--- START THE INPUT ---

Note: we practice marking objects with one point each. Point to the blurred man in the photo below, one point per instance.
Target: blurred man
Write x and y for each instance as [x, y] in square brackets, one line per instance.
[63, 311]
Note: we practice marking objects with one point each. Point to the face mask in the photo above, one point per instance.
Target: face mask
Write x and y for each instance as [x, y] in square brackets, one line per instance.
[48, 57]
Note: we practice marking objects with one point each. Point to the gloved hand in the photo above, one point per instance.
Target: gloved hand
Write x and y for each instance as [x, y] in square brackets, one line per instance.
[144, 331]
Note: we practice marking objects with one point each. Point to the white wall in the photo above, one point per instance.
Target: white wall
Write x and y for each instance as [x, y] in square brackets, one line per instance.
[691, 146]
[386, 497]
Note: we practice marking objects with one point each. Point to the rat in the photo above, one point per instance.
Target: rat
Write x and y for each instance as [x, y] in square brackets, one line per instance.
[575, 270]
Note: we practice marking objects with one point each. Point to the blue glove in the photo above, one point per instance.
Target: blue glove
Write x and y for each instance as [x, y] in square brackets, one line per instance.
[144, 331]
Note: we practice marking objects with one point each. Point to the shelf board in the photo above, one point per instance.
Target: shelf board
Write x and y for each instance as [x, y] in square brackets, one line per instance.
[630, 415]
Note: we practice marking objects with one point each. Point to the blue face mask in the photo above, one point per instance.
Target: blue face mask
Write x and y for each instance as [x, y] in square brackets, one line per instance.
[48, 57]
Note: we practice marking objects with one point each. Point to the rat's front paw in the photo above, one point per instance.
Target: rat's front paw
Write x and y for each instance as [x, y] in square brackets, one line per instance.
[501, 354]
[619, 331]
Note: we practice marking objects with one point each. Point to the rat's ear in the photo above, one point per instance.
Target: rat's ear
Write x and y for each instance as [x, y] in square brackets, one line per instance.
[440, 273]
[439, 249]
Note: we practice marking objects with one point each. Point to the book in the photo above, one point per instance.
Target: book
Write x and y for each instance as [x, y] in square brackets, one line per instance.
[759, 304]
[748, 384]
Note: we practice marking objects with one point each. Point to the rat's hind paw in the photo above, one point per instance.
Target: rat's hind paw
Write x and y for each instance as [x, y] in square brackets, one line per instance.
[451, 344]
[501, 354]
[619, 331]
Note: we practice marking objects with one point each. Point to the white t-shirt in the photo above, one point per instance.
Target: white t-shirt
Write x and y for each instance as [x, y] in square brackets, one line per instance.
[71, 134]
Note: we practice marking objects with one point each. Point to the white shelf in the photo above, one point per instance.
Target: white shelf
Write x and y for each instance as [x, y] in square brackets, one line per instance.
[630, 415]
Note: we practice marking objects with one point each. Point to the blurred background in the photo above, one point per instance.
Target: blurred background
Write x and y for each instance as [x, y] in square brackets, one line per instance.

--- END THE INPUT ---

▶ _TASK DETAILS_
Can you arrange every line of the material above as a numbered list and leave out any blank lines?

▶ _COMPLETE ANSWER_
1. Note: we practice marking objects with one point each. Point to the blurred man in the photo below, one point per instance.
2. Target: blurred man
3. Write x and y for each instance as [x, y] in square brackets, one line per instance.
4. [63, 311]
5. Note: we practice marking objects with one point each. Point to the face mask in the photo above, one point per instance.
6. Target: face mask
7. Write x and y for each instance as [x, y] in square brackets, one line per instance.
8. [48, 57]
9. Note: we practice marking objects with one point each. Point to the gloved hand in the photo above, one point per instance.
10. Target: gloved hand
11. Write x and y for each instance as [x, y] in square brackets, one line per instance.
12. [144, 331]
13. Note: we practice marking objects with one point each. Point to the white wall in the photo above, one point per instance.
14. Target: white wall
15. Write x and y for each instance as [x, y] in square brackets, one line per instance.
16. [691, 146]
17. [386, 497]
18. Note: we practice marking objects with one point each. Point to the rat in the photo above, one point per instance.
19. Target: rat
20. Write x and y for each instance as [x, y] in square brackets, one line per instance.
21. [575, 270]
22. Note: we practice marking objects with one point each. Point to the blue glove in the photo above, one point per instance.
23. Target: blue glove
24. Write x and y for each instance as [x, y] in square brackets, one line per instance.
25. [144, 331]
26. Note: we practice marking objects with one point each. Point to the shelf board in the photo above, one point per instance.
27. Target: shelf board
28. Write x and y for each instance as [x, y] in square brackets, one line per instance.
29. [630, 415]
30. Note: we practice marking objects with one point each. Point to the blue face mask in the photo above, one point per instance.
31. Target: blue face mask
32. Write x and y for each instance as [x, y] in square brackets, one line per instance.
33. [48, 57]
34. Note: we practice marking objects with one point each. Point to the rat's front paw in the photo above, one point per instance.
35. Target: rat's front paw
36. Write x and y for each instance as [x, y] in square brackets, one line per instance.
37. [501, 354]
38. [619, 331]
39. Note: we practice marking objects with one point each. Point to the rat's ear in the photo above, one point per instance.
40. Target: rat's ear
41. Write x and y for each instance as [x, y] in square brackets, one line per instance.
42. [440, 273]
43. [439, 249]
44. Note: we practice marking objects with one point each. Point to the book in the photo above, one point per instance.
45. Target: book
46. Write x and y for each instance as [x, y] in square brackets, one line per instance.
47. [759, 304]
48. [748, 384]
49. Note: we practice marking objects with one point each. Point to the rat's hind paw in the photo above, one point per instance.
50. Target: rat's hind paw
51. Write x and y for each instance as [x, y] in square brackets, one line per instance.
52. [451, 344]
53. [501, 354]
54. [619, 331]
55. Note: we practice marking objects with one point each. Point to the white t-shirt in the photo above, one point per instance.
56. Target: white t-shirt
57. Write x and y for each instance as [x, y] in square brackets, one line per instance.
58. [71, 134]
59. Note: we practice marking objects with one point each. Point to the white shelf in the photo above, one point per instance.
60. Target: white shelf
61. Write x and y for each instance as [x, y] in square brackets, one line per instance.
62. [630, 415]
63. Note: we practice marking objects with one point each. Point to the blurred background in the photo above, one point per instance.
64. Target: blurred background
65. Write x and y for each instance as [x, y] in square brackets, one line per instance.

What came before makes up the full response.